Can you extract the rows below, repeating them word for word, from the line that contains "The service SHOULD locate every instance of the shirt" down to the end of the records?

(Recorded data)
-- begin --

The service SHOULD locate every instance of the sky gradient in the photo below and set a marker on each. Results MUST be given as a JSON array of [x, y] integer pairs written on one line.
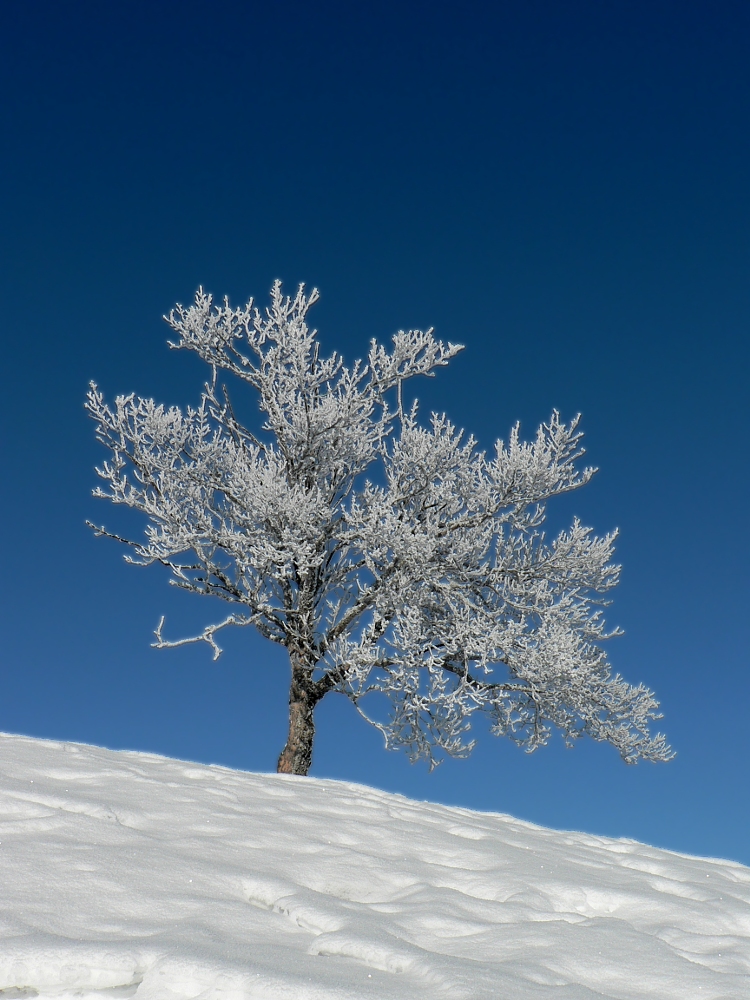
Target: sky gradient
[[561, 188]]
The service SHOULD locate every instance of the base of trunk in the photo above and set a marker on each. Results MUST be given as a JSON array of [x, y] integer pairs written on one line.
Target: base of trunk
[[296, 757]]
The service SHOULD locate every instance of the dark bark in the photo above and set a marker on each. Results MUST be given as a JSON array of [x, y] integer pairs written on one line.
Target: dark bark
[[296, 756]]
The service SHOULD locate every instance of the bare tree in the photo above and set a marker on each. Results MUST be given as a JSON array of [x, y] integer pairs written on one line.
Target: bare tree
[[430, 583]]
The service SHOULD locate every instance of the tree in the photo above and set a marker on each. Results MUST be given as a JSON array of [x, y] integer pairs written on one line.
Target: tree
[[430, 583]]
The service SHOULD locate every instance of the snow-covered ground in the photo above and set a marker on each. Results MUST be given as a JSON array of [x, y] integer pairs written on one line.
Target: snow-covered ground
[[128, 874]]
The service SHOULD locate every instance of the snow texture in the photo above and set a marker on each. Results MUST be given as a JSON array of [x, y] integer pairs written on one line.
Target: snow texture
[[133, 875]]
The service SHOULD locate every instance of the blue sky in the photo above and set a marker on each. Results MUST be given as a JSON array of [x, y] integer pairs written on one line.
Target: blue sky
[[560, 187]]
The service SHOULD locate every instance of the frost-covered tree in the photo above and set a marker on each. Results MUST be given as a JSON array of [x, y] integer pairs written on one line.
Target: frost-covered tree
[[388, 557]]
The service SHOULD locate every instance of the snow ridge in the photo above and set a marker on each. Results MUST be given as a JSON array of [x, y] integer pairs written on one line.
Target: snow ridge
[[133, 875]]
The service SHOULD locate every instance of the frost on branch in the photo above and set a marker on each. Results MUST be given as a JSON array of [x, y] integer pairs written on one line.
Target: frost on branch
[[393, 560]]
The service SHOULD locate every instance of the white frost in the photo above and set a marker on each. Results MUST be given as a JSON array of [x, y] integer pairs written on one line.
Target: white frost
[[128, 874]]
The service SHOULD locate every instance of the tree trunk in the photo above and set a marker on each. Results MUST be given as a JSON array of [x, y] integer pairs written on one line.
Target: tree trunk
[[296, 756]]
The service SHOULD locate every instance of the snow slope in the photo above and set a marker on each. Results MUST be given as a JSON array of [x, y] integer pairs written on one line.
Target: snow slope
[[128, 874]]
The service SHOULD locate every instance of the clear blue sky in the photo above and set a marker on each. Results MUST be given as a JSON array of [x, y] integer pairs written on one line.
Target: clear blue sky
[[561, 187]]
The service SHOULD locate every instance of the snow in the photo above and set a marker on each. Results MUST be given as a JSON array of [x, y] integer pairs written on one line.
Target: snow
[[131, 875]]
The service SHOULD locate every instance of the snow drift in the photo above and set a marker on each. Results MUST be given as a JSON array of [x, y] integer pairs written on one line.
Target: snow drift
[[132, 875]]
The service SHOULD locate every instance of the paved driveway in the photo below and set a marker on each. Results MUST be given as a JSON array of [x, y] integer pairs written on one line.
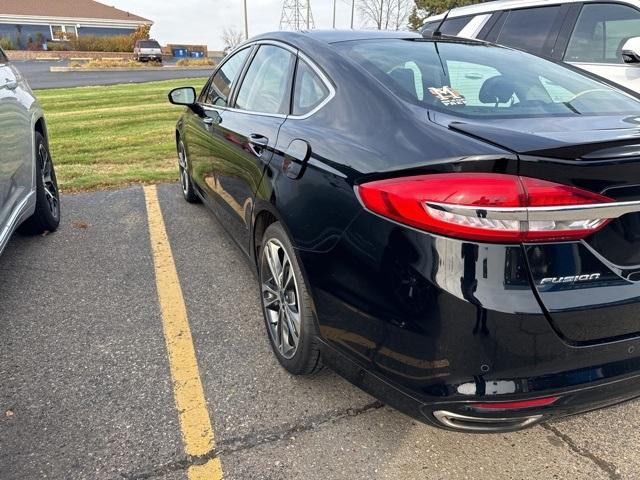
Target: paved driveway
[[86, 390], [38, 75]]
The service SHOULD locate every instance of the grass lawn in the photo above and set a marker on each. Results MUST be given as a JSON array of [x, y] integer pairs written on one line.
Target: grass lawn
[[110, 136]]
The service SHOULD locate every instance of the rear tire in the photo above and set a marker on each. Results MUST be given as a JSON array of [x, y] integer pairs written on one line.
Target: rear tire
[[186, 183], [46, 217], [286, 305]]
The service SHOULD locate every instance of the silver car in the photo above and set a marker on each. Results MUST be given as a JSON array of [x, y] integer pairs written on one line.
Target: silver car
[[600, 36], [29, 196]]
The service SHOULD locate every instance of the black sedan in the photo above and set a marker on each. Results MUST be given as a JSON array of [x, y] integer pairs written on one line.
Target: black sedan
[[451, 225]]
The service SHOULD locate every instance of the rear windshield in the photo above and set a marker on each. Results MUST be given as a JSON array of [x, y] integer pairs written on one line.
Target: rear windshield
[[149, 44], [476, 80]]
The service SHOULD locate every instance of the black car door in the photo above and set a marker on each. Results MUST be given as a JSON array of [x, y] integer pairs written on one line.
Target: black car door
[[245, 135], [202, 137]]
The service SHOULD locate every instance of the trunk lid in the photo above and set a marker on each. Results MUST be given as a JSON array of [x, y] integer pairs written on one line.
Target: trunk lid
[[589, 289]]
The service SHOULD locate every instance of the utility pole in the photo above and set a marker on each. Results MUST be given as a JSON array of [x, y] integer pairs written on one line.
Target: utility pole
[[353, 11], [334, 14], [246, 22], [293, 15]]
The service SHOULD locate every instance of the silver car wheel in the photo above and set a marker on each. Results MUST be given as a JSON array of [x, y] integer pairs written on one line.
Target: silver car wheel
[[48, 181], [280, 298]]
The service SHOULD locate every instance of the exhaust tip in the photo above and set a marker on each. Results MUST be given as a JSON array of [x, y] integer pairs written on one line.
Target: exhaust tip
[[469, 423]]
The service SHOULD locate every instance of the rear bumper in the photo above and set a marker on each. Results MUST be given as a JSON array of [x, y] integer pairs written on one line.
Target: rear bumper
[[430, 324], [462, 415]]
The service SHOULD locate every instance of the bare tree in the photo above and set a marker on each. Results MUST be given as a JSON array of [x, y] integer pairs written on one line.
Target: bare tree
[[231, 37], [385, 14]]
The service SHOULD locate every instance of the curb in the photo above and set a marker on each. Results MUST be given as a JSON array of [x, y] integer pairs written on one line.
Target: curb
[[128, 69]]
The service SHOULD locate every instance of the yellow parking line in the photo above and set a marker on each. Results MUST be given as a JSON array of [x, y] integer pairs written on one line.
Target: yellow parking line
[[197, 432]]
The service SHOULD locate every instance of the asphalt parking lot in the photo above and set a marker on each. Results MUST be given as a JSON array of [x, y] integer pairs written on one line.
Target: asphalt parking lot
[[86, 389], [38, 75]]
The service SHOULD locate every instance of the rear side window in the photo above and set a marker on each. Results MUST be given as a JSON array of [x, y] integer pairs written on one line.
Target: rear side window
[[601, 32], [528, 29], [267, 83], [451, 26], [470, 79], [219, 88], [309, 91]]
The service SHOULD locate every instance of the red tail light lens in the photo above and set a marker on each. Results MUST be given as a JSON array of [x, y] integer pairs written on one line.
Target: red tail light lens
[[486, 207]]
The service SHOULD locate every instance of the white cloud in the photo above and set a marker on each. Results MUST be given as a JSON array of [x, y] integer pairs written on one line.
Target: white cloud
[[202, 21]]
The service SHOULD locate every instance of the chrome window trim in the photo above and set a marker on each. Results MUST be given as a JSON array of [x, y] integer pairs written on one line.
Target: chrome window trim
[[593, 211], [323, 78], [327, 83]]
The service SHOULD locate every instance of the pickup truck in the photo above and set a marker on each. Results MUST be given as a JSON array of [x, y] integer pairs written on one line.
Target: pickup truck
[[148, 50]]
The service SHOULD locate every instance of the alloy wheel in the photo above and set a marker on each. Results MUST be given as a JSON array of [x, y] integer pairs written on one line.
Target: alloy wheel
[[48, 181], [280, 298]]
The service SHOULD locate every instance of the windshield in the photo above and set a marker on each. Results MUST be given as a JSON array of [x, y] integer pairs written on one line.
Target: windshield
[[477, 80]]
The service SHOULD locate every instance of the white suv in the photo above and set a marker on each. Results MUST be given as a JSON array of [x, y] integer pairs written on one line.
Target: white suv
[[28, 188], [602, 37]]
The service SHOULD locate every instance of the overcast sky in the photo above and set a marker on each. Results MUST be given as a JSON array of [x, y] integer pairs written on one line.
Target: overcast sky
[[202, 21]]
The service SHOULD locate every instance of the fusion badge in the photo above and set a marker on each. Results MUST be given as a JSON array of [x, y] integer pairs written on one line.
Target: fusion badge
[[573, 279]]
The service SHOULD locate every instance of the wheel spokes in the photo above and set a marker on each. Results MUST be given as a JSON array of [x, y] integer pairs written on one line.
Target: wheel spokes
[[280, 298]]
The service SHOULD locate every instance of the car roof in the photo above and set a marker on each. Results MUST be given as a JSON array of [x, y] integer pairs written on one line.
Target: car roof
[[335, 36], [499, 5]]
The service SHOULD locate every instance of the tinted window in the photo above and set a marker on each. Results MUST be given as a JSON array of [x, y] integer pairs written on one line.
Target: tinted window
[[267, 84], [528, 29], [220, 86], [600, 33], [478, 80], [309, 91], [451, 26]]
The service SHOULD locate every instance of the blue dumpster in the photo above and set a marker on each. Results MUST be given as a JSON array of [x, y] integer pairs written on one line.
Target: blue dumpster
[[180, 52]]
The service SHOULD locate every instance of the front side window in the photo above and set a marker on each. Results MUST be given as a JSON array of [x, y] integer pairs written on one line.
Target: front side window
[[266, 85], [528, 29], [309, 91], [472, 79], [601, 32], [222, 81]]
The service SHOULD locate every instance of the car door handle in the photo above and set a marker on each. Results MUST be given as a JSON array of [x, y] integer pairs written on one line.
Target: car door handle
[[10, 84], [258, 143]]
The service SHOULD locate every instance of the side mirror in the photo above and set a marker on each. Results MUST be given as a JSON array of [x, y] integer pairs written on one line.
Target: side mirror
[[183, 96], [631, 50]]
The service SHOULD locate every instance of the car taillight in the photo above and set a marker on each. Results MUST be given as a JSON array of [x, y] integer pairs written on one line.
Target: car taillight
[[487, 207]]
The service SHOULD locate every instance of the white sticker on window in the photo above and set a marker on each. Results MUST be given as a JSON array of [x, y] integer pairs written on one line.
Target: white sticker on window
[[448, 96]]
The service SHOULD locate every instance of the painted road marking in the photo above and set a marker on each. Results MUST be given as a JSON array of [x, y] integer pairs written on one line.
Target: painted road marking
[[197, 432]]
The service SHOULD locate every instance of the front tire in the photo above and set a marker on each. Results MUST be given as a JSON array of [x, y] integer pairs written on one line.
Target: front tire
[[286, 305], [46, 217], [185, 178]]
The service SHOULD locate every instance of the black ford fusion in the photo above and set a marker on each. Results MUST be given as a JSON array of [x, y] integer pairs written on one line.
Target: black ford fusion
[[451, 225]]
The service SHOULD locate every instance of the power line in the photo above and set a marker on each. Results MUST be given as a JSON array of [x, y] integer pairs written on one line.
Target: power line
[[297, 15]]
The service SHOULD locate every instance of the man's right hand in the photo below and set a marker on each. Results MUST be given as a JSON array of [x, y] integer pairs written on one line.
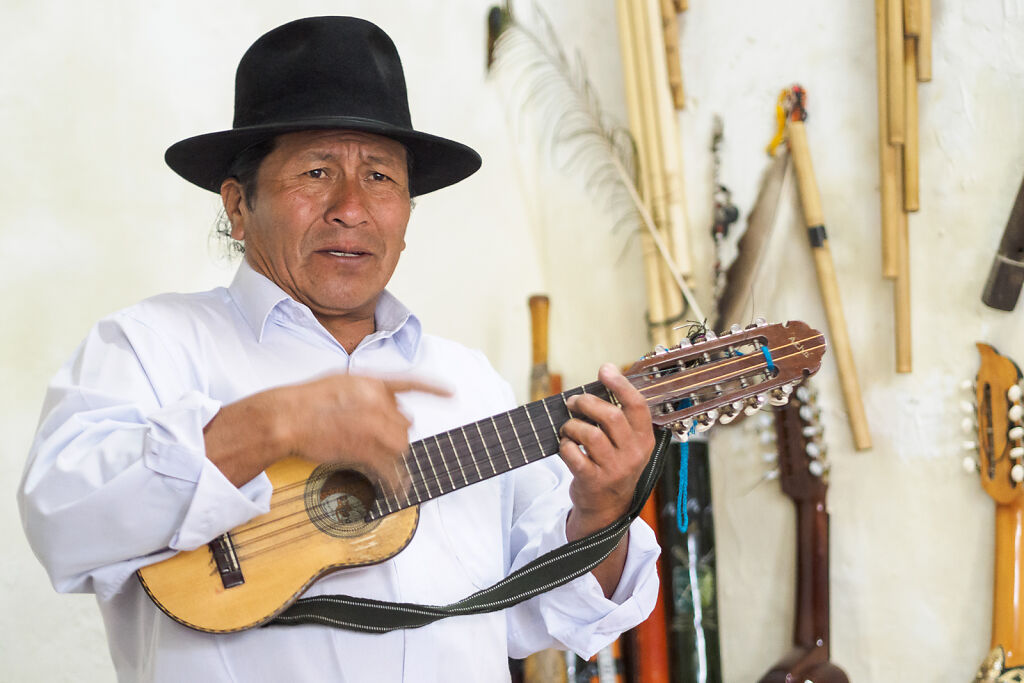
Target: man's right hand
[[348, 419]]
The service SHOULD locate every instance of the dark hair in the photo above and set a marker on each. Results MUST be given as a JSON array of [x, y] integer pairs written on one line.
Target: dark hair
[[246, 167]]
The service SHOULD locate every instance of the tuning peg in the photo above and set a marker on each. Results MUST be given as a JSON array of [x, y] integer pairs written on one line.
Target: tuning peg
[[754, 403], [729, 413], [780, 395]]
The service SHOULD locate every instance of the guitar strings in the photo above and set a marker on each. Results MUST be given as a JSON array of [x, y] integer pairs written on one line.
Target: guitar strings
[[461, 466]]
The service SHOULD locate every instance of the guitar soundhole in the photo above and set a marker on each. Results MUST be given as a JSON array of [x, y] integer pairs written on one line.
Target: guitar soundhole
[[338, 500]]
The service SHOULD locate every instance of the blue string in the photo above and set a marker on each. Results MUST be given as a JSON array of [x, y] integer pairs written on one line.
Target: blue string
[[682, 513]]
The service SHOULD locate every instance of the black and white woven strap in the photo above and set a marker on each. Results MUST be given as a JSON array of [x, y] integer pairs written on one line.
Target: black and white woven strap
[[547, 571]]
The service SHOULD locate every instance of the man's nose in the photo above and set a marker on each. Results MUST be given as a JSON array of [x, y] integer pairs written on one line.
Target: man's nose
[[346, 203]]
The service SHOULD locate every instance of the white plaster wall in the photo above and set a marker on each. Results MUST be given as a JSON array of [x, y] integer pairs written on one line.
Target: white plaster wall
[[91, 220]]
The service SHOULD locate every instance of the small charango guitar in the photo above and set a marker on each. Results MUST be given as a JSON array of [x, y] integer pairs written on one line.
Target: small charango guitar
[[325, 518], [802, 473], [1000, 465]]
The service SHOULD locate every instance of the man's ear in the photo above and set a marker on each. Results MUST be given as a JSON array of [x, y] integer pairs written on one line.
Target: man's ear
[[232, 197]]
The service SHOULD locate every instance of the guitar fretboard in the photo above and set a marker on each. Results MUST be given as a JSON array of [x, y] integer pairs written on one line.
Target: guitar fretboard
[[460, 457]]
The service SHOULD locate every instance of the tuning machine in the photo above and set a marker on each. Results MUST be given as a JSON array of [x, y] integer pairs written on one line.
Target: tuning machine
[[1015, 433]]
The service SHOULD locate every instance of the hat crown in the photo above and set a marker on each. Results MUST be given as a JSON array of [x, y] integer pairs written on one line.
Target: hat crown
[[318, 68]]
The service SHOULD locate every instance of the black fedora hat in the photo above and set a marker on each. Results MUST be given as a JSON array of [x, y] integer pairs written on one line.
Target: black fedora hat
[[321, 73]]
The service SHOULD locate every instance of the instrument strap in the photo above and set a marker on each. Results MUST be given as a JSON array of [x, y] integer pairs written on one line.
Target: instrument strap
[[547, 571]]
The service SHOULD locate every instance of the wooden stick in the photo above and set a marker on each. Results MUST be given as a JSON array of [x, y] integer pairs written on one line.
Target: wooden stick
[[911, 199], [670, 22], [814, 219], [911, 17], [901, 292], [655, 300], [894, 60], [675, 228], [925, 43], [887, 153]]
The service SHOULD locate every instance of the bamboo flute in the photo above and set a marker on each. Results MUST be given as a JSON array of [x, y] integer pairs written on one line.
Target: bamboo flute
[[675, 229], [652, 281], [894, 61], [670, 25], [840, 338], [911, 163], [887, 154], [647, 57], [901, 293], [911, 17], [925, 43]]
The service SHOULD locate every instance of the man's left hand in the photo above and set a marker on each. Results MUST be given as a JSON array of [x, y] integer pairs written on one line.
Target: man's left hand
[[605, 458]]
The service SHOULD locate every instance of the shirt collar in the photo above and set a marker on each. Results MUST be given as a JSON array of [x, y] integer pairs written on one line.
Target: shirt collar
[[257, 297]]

-- end --

## [SOLVED PROBLEM]
The service SHOULD locate every instance of the shirt collar in the photo above and set a marker on each. Results MUST be given as a JSON array of [x, y] integer pairs written on one line.
Target: shirt collar
[[257, 297]]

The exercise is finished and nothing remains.